Write out the data below in full, please. Keep every character as given.

··· Provided entries ···

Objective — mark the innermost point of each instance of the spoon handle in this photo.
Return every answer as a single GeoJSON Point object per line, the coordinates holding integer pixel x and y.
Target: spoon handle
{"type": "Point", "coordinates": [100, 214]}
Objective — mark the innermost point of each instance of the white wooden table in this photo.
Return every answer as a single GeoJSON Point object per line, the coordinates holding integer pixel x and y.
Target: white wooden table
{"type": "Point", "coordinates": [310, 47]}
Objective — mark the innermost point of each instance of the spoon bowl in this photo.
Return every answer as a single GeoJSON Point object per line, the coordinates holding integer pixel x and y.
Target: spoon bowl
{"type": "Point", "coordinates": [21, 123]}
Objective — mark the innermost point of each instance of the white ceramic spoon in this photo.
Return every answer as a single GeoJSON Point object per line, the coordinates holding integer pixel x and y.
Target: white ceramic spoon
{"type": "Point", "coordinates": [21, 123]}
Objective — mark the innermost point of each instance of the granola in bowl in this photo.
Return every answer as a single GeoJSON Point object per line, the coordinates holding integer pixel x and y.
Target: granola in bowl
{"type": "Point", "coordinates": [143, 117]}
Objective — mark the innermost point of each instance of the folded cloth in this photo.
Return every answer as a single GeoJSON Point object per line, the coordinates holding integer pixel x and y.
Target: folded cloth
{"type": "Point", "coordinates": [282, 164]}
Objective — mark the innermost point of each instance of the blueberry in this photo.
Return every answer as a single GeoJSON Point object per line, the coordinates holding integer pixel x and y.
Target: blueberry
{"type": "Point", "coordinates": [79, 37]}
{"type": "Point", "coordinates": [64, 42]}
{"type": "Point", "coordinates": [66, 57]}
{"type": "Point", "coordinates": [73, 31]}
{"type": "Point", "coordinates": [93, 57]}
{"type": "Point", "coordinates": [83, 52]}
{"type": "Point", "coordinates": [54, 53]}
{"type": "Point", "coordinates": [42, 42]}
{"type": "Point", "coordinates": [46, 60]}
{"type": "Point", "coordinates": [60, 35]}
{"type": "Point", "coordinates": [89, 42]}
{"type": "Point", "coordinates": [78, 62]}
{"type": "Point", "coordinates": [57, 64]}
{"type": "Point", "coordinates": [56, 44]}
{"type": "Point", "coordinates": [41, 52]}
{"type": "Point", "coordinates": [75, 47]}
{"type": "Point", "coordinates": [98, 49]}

···

- Reply to the exercise:
Objective — mark the innermost point of each instance of the spoon handle in this photo.
Return every answer as a single GeoJSON Point object per line, the coordinates holding integer pixel x and y.
Target: spoon handle
{"type": "Point", "coordinates": [100, 214]}
Objective — mark the innermost point of each instance of the white wooden table in this photo.
Return every answer as a single GeoJSON Point object per line, the coordinates holding integer pixel x and y.
Target: white wooden table
{"type": "Point", "coordinates": [310, 47]}
Objective — mark the innermost point of each instance of the spoon bowl in this photo.
Return every answer as a single GeoJSON Point object per line, the coordinates holding integer pixel x and y.
Target: spoon bowl
{"type": "Point", "coordinates": [21, 123]}
Objective — mark the innermost point of each instance of the white ceramic spoon in this photo.
Return every answer as a single GeoJSON Point object per line, the coordinates holding integer pixel x and y.
Target: white ceramic spoon
{"type": "Point", "coordinates": [21, 123]}
Objective — mark the innermost point of each instance of the granola in bowl in this photo.
Return every answer as a single GeoJSON Point object per line, the coordinates holding integer pixel x and y.
Target: granola in bowl
{"type": "Point", "coordinates": [143, 117]}
Objective — mark the innermost point of each instance of the folded cloth in this photo.
Return every answer as a single GeoJSON Point object per line, the coordinates holding integer pixel x and y.
Target: folded cloth
{"type": "Point", "coordinates": [282, 164]}
Objective — mark the innermost point of each instance of the blueberry in this photo.
Return every answer as a single GeoJSON Point object per line, the coordinates holding integer pixel x and y.
Target: blueberry
{"type": "Point", "coordinates": [79, 37]}
{"type": "Point", "coordinates": [64, 42]}
{"type": "Point", "coordinates": [66, 57]}
{"type": "Point", "coordinates": [73, 31]}
{"type": "Point", "coordinates": [93, 57]}
{"type": "Point", "coordinates": [83, 52]}
{"type": "Point", "coordinates": [54, 53]}
{"type": "Point", "coordinates": [42, 42]}
{"type": "Point", "coordinates": [46, 60]}
{"type": "Point", "coordinates": [60, 35]}
{"type": "Point", "coordinates": [89, 42]}
{"type": "Point", "coordinates": [78, 62]}
{"type": "Point", "coordinates": [57, 64]}
{"type": "Point", "coordinates": [56, 44]}
{"type": "Point", "coordinates": [41, 52]}
{"type": "Point", "coordinates": [75, 47]}
{"type": "Point", "coordinates": [98, 49]}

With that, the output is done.